EXERCICES:
A – Imprimez à l'identique le passage de l'extrait sur l'avenir de la Kabylie, depuis « Engagés, depuis les » jusqu'à « de nouveaux colonialistes. » inclus.
B – Dans l'extrait sur l'avenir de la Kabylie, condensez sous forme de liste le paragraphe commençant par « Les Etats nord-africains, soyons magnanimes », en conservant ses faits essentiels.
C – D'après l'extrait sur l'avenir de la Kabylie, en quelle année la Kabylie et le monde amazigh se sont-ils aperçus que leur voie était une impasse ?

EXTRAIT À LIRE:
★ ★ ★
CONFERENCE DE PRESSE DE Ferhat MEHENNI Rabat
le 03/07/2006.
L’AVENIR DE LA KABYLIE ET DU MONDE AMAZIGH.
Engagés, depuis les années quarante, dans le combat identitaire et linguistique, la Kabylie et le monde amazigh se sont subitement aperçus en 2001, que la voie qu’ils ont empruntée, jusque-là, est une impasse. Bien sûr, une impasse n’invalide pas une cause mais ne lui permet pas d’aboutir. Ayant généreusement servi l’entreprise de décolonisation de leur pays respectif, les peuples amazighs se sont heurtés, au lendemain des indépendances, à des pouvoirs trop englués dans l’idéologie arabo-islamiste et qui ont toujours du mal à s’en défaire quitte à passer pour de nouveaux colonialistes.
Les Etats nord-africains, soyons magnanimes, ne pouvaient pas percevoir, dès le début de sa manifestation, la légitimité de la demande identitaire, linguistique et culturelle du Mouvement amazighe. Pour eux, l’amazighité était au mieux, une espèce d’étendard de notre arriération, une sorte de souillure de l’Histoire, une maladie honteuse à cacher coûte que coûte devant les autres nations. Mais cette revendication était surtout férocement combattue sous prétexte d’être une menace à l’unité nationale dont l’arabisme était le socle assimilateur. Ils croyaient que le temps travaillait pour eux. Le monde figé par la guerre froide était de leur côté. Il ne restait à l’expression amazighe que sa répression.
★ ★ ★
DONNÉES D'ENTRÉE:
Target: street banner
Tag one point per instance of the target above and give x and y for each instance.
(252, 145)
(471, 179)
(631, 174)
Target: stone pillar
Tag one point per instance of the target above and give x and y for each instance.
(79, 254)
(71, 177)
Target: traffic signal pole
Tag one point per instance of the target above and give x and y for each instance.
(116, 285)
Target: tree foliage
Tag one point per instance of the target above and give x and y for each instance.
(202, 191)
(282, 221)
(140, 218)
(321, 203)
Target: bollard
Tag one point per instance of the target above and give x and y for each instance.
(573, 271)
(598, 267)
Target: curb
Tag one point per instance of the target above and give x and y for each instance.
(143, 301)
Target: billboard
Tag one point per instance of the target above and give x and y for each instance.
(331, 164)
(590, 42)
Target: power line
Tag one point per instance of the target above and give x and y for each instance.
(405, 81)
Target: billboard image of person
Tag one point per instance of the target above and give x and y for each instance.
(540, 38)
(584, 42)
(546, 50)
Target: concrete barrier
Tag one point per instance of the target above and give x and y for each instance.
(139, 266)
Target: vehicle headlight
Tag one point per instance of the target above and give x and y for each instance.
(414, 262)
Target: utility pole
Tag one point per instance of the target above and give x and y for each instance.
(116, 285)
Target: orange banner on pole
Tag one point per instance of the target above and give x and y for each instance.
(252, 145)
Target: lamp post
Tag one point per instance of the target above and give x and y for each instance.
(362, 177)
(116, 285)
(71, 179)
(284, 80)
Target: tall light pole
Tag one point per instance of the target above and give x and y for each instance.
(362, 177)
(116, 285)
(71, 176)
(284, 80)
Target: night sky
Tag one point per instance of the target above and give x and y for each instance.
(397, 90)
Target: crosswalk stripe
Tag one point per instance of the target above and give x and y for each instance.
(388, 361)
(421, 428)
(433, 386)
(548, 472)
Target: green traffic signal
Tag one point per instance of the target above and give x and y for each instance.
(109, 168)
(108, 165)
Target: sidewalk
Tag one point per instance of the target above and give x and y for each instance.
★ ★ ★
VOS RÉPONSES:
A –
Engagés, depuis les années quarante, dans le combat identitaire et linguistique, la Kabylie et le monde amazigh se sont subitement aperçus en 2001, que la voie qu’ils ont empruntée, jusque-là, est une impasse. Bien sûr, une impasse n’invalide pas une cause mais ne lui permet pas d’aboutir. Ayant généreusement servi l’entreprise de décolonisation de leur pays respectif, les peuples amazighs se sont heurtés, au lendemain des indépendances, à des pouvoirs trop englués dans l’idéologie arabo-islamiste et qui ont toujours du mal à s’en défaire quitte à passer pour de nouveaux colonialistes.

B –
- Les États nord-africains ne pouvaient pas percevoir d'emblée la légitimité de la demande identitaire, linguistique et culturelle du Mouvement amazighe.
- Pour eux, l'amazighité était au mieux un étendard d'arriération, une souillure de l'Histoire, une maladie honteuse à cacher coûte que coûte.
- Cette revendication était férocement combattue comme une menace à l'unité nationale, dont l'arabisme était le socle assimilateur.
- Ils croyaient que le temps travaillait pour eux, et le monde figé par la guerre froide était de leur côté.
- Il ne restait à l'expression amazighe que sa répression.

C – En 2001.